Daftar Tantangan |
1 > Jawab pertanyaan berikut berdasarkan teks tentang kritik nalar Arab al-Jabiri.
(a) Bahasa apa saja yang dijadikan bahasa resmi di Maroko?
(b) Pendekatan apa yang digunakan al-Jabiri, Mohamed Arkoun, Nasr Hamed Abu Zayd, dan Hassan Hanafi dalam memahami tradisi di hadapan pembaruan?
(c) Apa metode ketiga yang dipilih al-Jabiri untuk menganalisis tradisi Islam, dan apa tujuannya?
2 > Salin dengan tepat bagian teks tentang kritik nalar Arab al-Jabiri dari "Personal Blog" sampai "strukturalisme hingga post-strukturalisme.".
3 > Teruskan teks tentang kritik nalar Arab al-Jabiri, dimulai setelah kalimat terakhirnya.

━━ Teks Sumber ━━

Personal Blog

KRITIK NALAR ARAB MUHAMMAD ‘ABED Al-JABIRI

Tulisan ini adalah deskriptif, bukan analisis-kritis, karena memang dimaksudkan hanya untuk memberikan gambaran sederhana belaka dalam sebuah forum sederhana.
Muhammad ‘Abid al-Jabiri, lahir di Maroko1936, sebuah wilayah yang menjadikan bahasa Arab dan Prancis sebagai bahasa resminya. Wajar bila al-Jabiri intens dengan tradisi Arab (Islam) dan Prancis (Barat) sekaligus yang kaya akan metode analisis sejarah, kritik filsafat, dan jauh dari bentuk-bentuk formalisme ala kaum Postmo. Al-Jabiri dalam posisi ini selevel dengan Mohamed Arkoun, Nasr Hamed Abu Zayd, atau Hassan Hanafi, yang menggunakan pendekatan dekonstruksi dalam memahami tradisi (turats) di hadapan pembaruan (tajdid), dengan intens melibatkan metodologi semiotika, antropologi, sejarah, dan juga filsafat strukturalisme hingga post-strukturalisme.
Sebelum membicarakan tiga kunci utama epistemologi al-Jabiri dalam kritik nalar Arab, ada baiknya kita memahami dulu pandangannya tentang tradisi Islam. Menurut al-Jabiri, tradisi Islam adalah segala yang secara asasi berkaitan dengan aspek-aspek pemikiran dalam peradaban Islam, mulai ajaran doktrinal, syari’at, bahasa, sastra, seni, teologi, filsafat, hingga tasawuf, yang kesemua itu bergolak berkelindan antara satu sama lainnya dalam hubungan saling mengisi, mengkritik, dan bahkn menjegal. Karenanya, al-Jabiri memilih menggunakan tiga metode dalam menganalisis tradisi Islam atau nalar Arab, yakni: (1) strukturalis, kajian-kajian harus didasarkan pada teks sebagaimana adanya, (2) analisis sejarah, dengan tujuan melihat segenap lingkup budaya, politik, dan sosiologisnya, dan (3) kritik ideologi, untuk mengungkap peran ideologi yang berkembang yang mempengaruhi fungsi sosial-politik yang terkandung dalam pemikiran tertentu.

━━━
━━ Catatan Tersimpan ━━

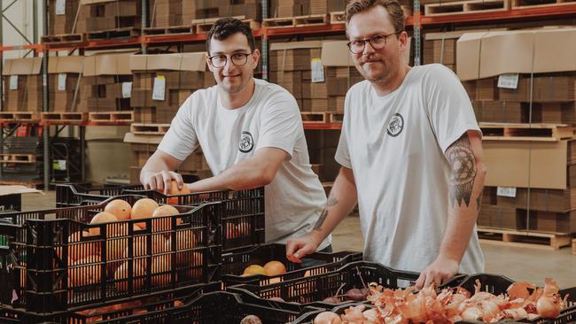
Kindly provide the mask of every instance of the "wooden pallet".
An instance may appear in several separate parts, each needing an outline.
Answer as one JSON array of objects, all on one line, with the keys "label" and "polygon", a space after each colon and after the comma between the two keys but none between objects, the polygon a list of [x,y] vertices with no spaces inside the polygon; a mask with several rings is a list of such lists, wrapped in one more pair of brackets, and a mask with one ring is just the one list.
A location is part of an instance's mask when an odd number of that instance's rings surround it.
[{"label": "wooden pallet", "polygon": [[38,112],[0,112],[0,123],[34,123],[40,121]]},{"label": "wooden pallet", "polygon": [[574,4],[576,0],[511,0],[512,8],[538,8]]},{"label": "wooden pallet", "polygon": [[[252,30],[260,29],[261,27],[261,23],[260,21],[256,21],[254,19],[246,19],[245,16],[236,16],[234,18],[239,19],[244,24],[250,27]],[[216,22],[216,20],[218,20],[220,18],[210,18],[206,19],[192,19],[192,27],[194,33],[206,34],[207,32],[210,31],[210,28],[212,28],[212,25],[214,25],[214,23]]]},{"label": "wooden pallet", "polygon": [[42,36],[40,42],[43,44],[67,44],[72,42],[82,42],[86,40],[83,34],[62,34]]},{"label": "wooden pallet", "polygon": [[328,121],[328,112],[300,112],[302,123],[324,124]]},{"label": "wooden pallet", "polygon": [[134,135],[165,135],[170,124],[132,124],[130,132]]},{"label": "wooden pallet", "polygon": [[555,142],[576,136],[576,127],[564,124],[479,123],[484,140]]},{"label": "wooden pallet", "polygon": [[88,120],[92,122],[134,122],[134,112],[90,112]]},{"label": "wooden pallet", "polygon": [[115,28],[85,33],[87,41],[136,37],[140,35],[140,29],[135,27]]},{"label": "wooden pallet", "polygon": [[328,122],[331,124],[341,124],[344,120],[344,113],[342,112],[329,112]]},{"label": "wooden pallet", "polygon": [[42,121],[58,125],[82,124],[88,121],[88,112],[43,112]]},{"label": "wooden pallet", "polygon": [[33,154],[0,154],[2,163],[36,163],[36,156]]},{"label": "wooden pallet", "polygon": [[145,36],[161,36],[167,35],[191,35],[194,34],[194,27],[192,25],[187,26],[173,26],[167,27],[150,27],[142,29],[142,35]]},{"label": "wooden pallet", "polygon": [[332,25],[346,24],[346,13],[344,12],[331,12],[330,23]]},{"label": "wooden pallet", "polygon": [[502,12],[510,9],[510,0],[472,0],[457,2],[441,2],[424,4],[424,15],[446,16],[453,14],[467,14],[473,12]]},{"label": "wooden pallet", "polygon": [[496,241],[507,246],[537,247],[547,250],[558,250],[570,246],[572,235],[566,233],[549,233],[536,231],[517,231],[493,228],[478,228],[481,241]]},{"label": "wooden pallet", "polygon": [[294,17],[295,27],[322,26],[329,23],[330,16],[328,14]]}]

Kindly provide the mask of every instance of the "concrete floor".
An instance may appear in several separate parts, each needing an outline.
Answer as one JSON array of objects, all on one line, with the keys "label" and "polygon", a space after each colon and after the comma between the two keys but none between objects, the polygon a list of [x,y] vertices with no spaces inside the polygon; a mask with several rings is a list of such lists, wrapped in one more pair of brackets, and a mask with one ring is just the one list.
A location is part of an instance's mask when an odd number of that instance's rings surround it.
[{"label": "concrete floor", "polygon": [[[24,211],[54,208],[54,191],[44,194],[27,194],[22,197]],[[335,251],[362,251],[363,246],[360,232],[360,219],[351,215],[340,223],[334,231]],[[560,288],[576,286],[576,255],[570,248],[558,251],[534,247],[511,247],[502,243],[482,242],[486,258],[486,272],[502,274],[516,281],[526,281],[542,285],[545,277],[556,279]]]}]

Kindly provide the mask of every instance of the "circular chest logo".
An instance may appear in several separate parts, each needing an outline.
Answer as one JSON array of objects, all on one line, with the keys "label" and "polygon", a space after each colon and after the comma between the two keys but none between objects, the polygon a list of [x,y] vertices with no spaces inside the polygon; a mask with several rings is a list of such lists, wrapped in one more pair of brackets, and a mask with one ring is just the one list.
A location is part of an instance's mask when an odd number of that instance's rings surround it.
[{"label": "circular chest logo", "polygon": [[254,148],[254,139],[252,137],[250,132],[245,130],[242,132],[242,137],[240,137],[240,143],[238,143],[238,150],[242,153],[248,153]]},{"label": "circular chest logo", "polygon": [[402,129],[404,129],[404,118],[400,113],[395,113],[392,117],[390,123],[388,123],[386,133],[393,137],[396,137],[402,132]]}]

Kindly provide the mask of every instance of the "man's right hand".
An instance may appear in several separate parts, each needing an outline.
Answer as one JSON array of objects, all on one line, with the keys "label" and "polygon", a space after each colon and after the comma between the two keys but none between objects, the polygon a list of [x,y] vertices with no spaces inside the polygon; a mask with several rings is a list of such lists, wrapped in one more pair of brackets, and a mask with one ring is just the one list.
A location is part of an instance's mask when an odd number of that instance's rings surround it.
[{"label": "man's right hand", "polygon": [[292,262],[301,263],[302,258],[312,254],[318,249],[318,243],[311,236],[298,237],[286,243],[286,258]]},{"label": "man's right hand", "polygon": [[174,171],[150,173],[144,176],[143,184],[146,189],[160,191],[165,195],[168,195],[170,193],[170,181],[173,180],[178,183],[179,189],[185,186],[182,175]]}]

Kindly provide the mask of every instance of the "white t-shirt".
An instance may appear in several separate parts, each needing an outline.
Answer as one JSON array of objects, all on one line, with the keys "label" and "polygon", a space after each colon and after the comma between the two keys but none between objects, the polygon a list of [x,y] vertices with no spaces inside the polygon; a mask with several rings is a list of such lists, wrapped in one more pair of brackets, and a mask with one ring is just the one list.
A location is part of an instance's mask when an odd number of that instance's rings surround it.
[{"label": "white t-shirt", "polygon": [[[254,79],[254,94],[237,109],[226,109],[217,86],[195,91],[178,110],[158,149],[184,160],[198,146],[210,170],[219,174],[262,148],[290,154],[265,187],[266,241],[285,243],[307,235],[326,204],[314,174],[294,97],[282,87]],[[331,243],[329,236],[318,247]]]},{"label": "white t-shirt", "polygon": [[[336,160],[354,171],[364,258],[421,272],[437,258],[448,215],[446,150],[479,128],[463,87],[439,64],[415,66],[393,92],[354,85]],[[476,228],[460,271],[484,271]]]}]

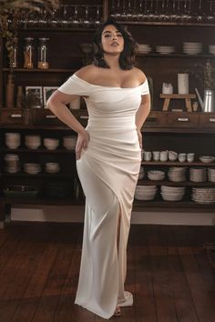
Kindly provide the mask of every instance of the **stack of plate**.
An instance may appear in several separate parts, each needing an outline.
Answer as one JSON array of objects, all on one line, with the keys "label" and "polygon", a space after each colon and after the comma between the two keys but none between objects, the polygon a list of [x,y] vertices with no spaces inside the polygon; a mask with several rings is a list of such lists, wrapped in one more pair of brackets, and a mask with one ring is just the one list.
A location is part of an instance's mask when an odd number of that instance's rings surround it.
[{"label": "stack of plate", "polygon": [[148,54],[151,51],[151,47],[148,44],[138,44],[138,53],[139,54]]},{"label": "stack of plate", "polygon": [[48,174],[56,174],[60,171],[60,166],[57,162],[47,162],[45,165],[45,170]]},{"label": "stack of plate", "polygon": [[137,200],[153,200],[156,192],[156,186],[137,186],[135,191],[135,198]]},{"label": "stack of plate", "polygon": [[209,45],[209,53],[211,55],[215,55],[215,45]]},{"label": "stack of plate", "polygon": [[207,181],[207,169],[206,167],[190,167],[189,168],[189,180],[193,182]]},{"label": "stack of plate", "polygon": [[67,150],[75,150],[77,145],[77,136],[64,136],[63,146]]},{"label": "stack of plate", "polygon": [[198,204],[210,205],[215,203],[215,188],[192,188],[192,200]]},{"label": "stack of plate", "polygon": [[150,170],[148,171],[148,177],[149,180],[163,180],[165,178],[165,172],[159,170]]},{"label": "stack of plate", "polygon": [[173,45],[157,45],[156,52],[159,54],[172,54],[175,52],[175,47]]},{"label": "stack of plate", "polygon": [[143,179],[144,176],[145,176],[144,167],[140,166],[139,173],[138,173],[138,180]]},{"label": "stack of plate", "polygon": [[24,171],[29,175],[36,175],[41,171],[41,166],[38,163],[25,163]]},{"label": "stack of plate", "polygon": [[183,198],[185,186],[161,186],[161,196],[166,201],[179,201]]},{"label": "stack of plate", "polygon": [[186,180],[186,166],[170,166],[168,171],[168,177],[170,181],[180,182]]},{"label": "stack of plate", "polygon": [[41,145],[40,136],[26,136],[25,144],[28,148],[36,149]]},{"label": "stack of plate", "polygon": [[183,43],[183,53],[198,55],[202,52],[202,43]]},{"label": "stack of plate", "polygon": [[5,155],[5,171],[9,174],[16,174],[20,171],[20,161],[18,155]]},{"label": "stack of plate", "polygon": [[21,144],[19,133],[5,133],[5,145],[8,148],[17,148]]},{"label": "stack of plate", "polygon": [[55,150],[59,146],[59,140],[57,138],[46,137],[44,139],[44,146],[48,150]]},{"label": "stack of plate", "polygon": [[200,160],[200,162],[203,162],[203,163],[210,163],[215,160],[215,156],[199,156],[199,159]]},{"label": "stack of plate", "polygon": [[208,168],[208,179],[210,182],[215,182],[215,168],[214,167]]}]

━━━

Hasil Tugas |
1 >
(a) Bahasa Arab dan bahasa Prancis.
(b) Pendekatan dekonstruksi.
(c) Kritik ideologi. Tujuannya adalah mengungkap peran ideologi yang berkembang dan memengaruhi fungsi sosial-politik yang terkandung dalam pemikiran tertentu.

2 >
Personal Blog

KRITIK NALAR ARAB MUHAMMAD ‘ABED Al-JABIRI

Tulisan ini adalah deskriptif, bukan analisis-kritis, karena memang dimaksudkan hanya untuk memberikan gambaran sederhana belaka dalam sebuah forum sederhana.
Muhammad ‘Abid al-Jabiri, lahir di Maroko1936, sebuah wilayah yang menjadikan bahasa Arab dan Prancis sebagai bahasa resminya. Wajar bila al-Jabiri intens dengan tradisi Arab (Islam) dan Prancis (Barat) sekaligus yang kaya akan metode analisis sejarah, kritik filsafat, dan jauh dari bentuk-bentuk formalisme ala kaum Postmo. Al-Jabiri dalam posisi ini selevel dengan Mohamed Arkoun, Nasr Hamed Abu Zayd, atau Hassan Hanafi, yang menggunakan pendekatan dekonstruksi dalam memahami tradisi (turats) di hadapan pembaruan (tajdid), dengan intens melibatkan metodologi semiotika, antropologi, sejarah, dan juga filsafat strukturalisme hingga post-strukturalisme.

3 >
Inilah yang kemudian melandasi al-Jabiri membangun proyek Naqd ‘al-Aql al-‘Araby (Kritik Nalar Arab), bahwa untuk memahami tradisi Islam harus dilakukan dengan menelaah seluruh khazanah kearaban, secara strukturalis, sejarah, dan ideologis. Lalu al-Jabiri membangun tiga pondasi epistemologi atas proyek ini, yakni epistemologi bayani, ‘irfani, dan burhani.
Pertama, Epistemologi Bayani adalah himpunan kaidah dan aturan untuk menafsirkan wacana/kandungan pemikiran dalam teks (nash), bagaimana mengorientasikan al-far’u (kasus khusus yang tidak ada dalam teks) kepada teks sebagai al-ashlu (induk/pokoknya). Bayani menjadikan teks sebagai sumber pengetahuannya, sumber rujukannya, dengan melibatkan nalar logika untuk mengambil kesimpulan makna tertentu, meski dalam operasinya posisi logika tidak diberi kebebasan penuh. Rasio dianggap tidak mampu memberikan pengetahuan tertentu kecuali bersandar pada teks. Tujuan utama dalam bayani adalah syari’at, fiqh, dan ushul fiqh. Qiyas atau silogisme merupakan metode paling populer dalam bidang ini.
Bahasa menjadi fokus utama bayani. Studi tentang tradisi Arab tidak bisa dilepaskan dari studi bahasanya sebagai “sentral rujukan” yang melandasi lahirnya sstem pengetahuan atau ideologi apa pun di dalamnya. Karenanya, bahasa dinyatakn memiliki hubungan erat dengan pengetahuan, sehingga untuk mengetahui dasar-dasar lahirnya pengetahuan apa pun dalam dunia Arab-Islam, harus memasuki wilayah bahasanya.
Kedua, Epistemologi ‘Irfani adalah sistem pengetahuan yang diperoleh berdasarkan cara kasyf, tersingkapkan rahasia-rahasia oleh Tuhan kepada seseorang personal melalui olah ruhani. Seseorang yang diyakini memiliki kesucian hati berkat olah ruhaninya bisa memperoleh pengetahuan langsung dari Tuhan. Kata ‘ifran memiliki akar kata yang sama dengan ma’rifat, yang dalam tasawuf diterjemahkan sebagai pengetahuan tertinggi yang ditanamkan oleh Tuhan dalam hati seseorang melalui cara kasyf (mistik, gnosis, ilmuninasi). Perdebatan antara bayani dan ‘irfani karenanya selalu tentang benturan syari’at dan hakikat. Abdul Qadir al-Jailani merupakan satu contoh ahli mistik yang mendamaikan relasi syari’at dan hakikat itu sekaligus, antara bayani dan ‘irfani, dengan pernyataannya bahwa seseorang untuk mencapai fase hakikat harus menempuh dulu jalan syari’at.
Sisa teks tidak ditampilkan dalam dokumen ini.